=== Work to complete ===
Pictures aside, the output must consist of the lines from the one containing "Where can the wispy" through the end of the data, reproduced exactly.

=== Records shown ===

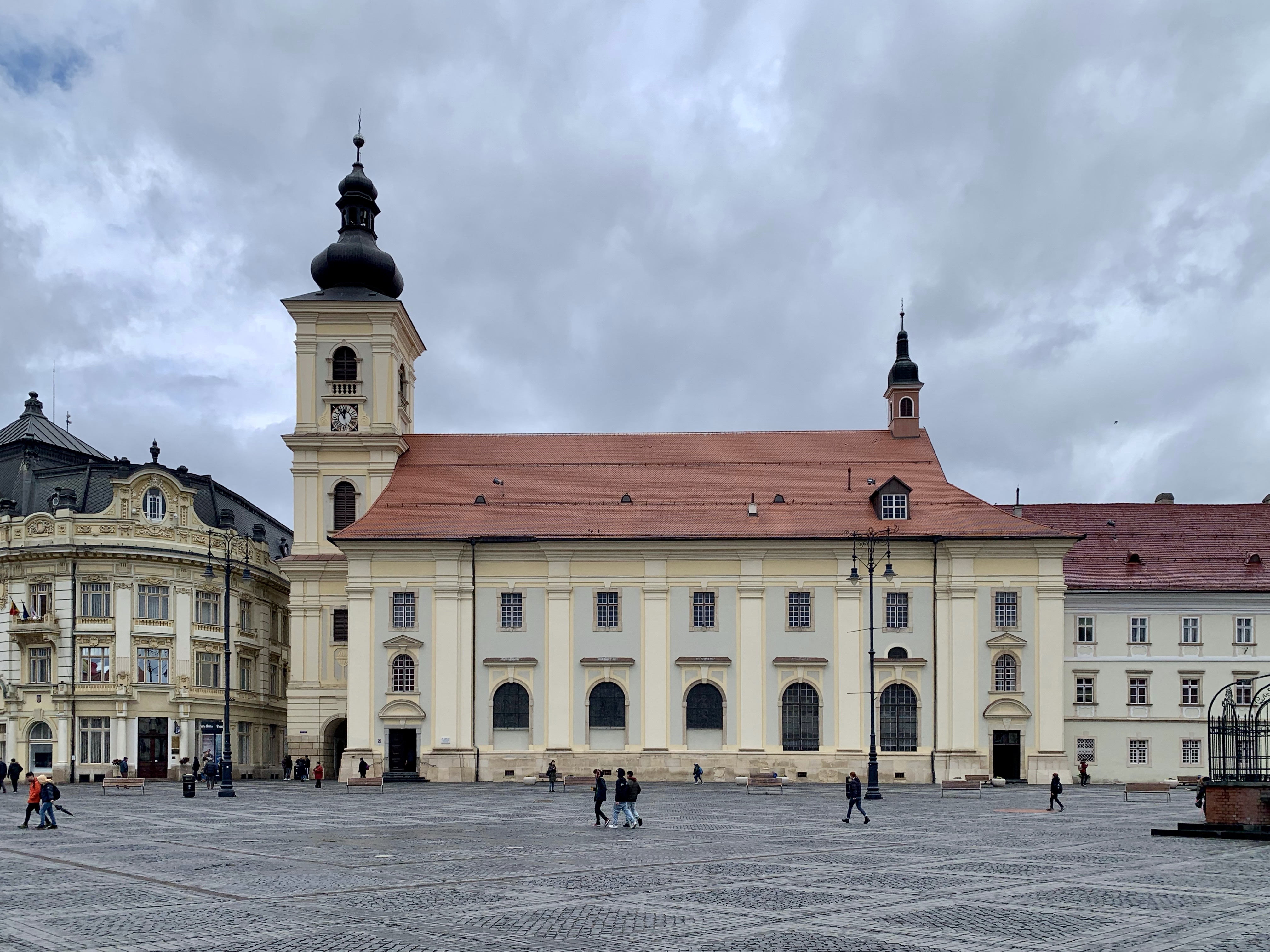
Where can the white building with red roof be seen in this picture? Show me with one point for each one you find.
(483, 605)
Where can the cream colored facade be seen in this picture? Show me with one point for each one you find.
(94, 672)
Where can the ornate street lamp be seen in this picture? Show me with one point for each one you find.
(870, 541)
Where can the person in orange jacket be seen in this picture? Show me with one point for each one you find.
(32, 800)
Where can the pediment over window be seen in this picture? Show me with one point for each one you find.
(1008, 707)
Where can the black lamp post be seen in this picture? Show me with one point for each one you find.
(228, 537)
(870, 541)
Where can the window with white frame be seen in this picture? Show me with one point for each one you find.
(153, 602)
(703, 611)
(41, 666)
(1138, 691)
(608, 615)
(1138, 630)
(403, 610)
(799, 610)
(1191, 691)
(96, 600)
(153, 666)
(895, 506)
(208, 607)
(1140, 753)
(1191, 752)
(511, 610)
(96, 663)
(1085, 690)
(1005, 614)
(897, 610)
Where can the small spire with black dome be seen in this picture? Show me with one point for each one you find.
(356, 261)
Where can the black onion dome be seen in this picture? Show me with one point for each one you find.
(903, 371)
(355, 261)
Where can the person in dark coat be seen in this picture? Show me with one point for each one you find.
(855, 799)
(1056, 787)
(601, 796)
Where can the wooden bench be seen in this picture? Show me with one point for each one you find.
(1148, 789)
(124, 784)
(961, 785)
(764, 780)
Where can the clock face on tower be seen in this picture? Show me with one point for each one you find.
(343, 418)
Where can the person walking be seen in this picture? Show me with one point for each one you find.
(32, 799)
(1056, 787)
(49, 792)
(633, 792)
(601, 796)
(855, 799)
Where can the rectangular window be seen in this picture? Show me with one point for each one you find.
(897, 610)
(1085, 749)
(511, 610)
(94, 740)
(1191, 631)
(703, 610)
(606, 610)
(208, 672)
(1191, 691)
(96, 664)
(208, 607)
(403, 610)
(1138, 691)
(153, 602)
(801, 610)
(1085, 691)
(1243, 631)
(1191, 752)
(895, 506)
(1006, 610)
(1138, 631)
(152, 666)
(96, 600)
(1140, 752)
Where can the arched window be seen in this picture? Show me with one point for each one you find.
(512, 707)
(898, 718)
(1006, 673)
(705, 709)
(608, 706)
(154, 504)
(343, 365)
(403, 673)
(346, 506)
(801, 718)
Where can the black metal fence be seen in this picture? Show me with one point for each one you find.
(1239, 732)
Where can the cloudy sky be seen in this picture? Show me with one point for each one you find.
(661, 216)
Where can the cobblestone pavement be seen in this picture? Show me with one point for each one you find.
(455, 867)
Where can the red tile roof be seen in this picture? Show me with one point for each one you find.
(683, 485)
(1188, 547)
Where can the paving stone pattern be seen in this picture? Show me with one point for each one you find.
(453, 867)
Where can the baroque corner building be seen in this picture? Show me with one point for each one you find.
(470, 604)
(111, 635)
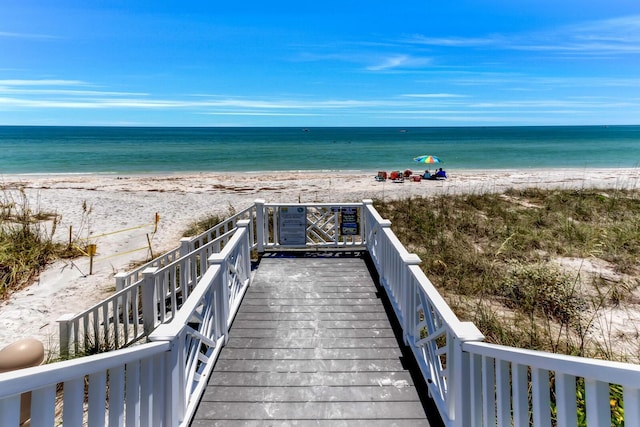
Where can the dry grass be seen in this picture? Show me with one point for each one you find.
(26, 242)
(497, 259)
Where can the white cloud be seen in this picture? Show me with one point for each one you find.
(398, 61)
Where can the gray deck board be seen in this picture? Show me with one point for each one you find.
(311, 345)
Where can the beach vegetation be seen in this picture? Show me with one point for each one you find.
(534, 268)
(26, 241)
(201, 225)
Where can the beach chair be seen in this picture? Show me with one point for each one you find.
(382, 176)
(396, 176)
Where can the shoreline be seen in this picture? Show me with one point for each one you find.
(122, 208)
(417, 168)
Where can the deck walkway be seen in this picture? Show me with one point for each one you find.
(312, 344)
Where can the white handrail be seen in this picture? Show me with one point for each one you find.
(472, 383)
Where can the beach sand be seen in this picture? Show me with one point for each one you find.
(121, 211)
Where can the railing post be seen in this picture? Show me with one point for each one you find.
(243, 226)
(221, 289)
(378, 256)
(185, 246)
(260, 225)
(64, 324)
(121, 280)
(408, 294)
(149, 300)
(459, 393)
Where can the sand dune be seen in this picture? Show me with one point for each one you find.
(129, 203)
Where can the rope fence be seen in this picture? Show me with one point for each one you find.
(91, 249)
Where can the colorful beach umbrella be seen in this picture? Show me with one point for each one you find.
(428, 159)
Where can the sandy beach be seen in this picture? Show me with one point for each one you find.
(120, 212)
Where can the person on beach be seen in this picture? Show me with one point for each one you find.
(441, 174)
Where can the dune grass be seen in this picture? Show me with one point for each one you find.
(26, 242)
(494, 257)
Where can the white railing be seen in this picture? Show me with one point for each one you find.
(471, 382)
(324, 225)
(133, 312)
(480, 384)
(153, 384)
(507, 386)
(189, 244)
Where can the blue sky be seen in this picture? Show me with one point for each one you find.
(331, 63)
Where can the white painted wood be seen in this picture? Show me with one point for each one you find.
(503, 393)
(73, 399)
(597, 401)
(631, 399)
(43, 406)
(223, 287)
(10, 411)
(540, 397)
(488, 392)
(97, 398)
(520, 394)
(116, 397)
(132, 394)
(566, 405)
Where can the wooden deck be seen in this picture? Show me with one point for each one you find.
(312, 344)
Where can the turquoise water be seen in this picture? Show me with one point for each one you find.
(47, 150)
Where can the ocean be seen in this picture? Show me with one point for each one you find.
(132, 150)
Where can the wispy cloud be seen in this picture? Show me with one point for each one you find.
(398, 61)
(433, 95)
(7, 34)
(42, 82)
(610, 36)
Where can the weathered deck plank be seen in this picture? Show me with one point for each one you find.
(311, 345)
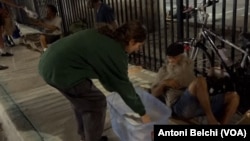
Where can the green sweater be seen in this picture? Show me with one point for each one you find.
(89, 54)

=== Answer section ===
Where can the wispy cloud be seen in this picture? Show me with one point for each one you find.
(398, 61)
(433, 95)
(7, 34)
(42, 82)
(610, 36)
Where can the weathered deck plank be seen in this picture? Show me with one point for each one you find.
(311, 345)
Where can the green sweater be seen in this picture? Show me with one point for each one you find.
(89, 54)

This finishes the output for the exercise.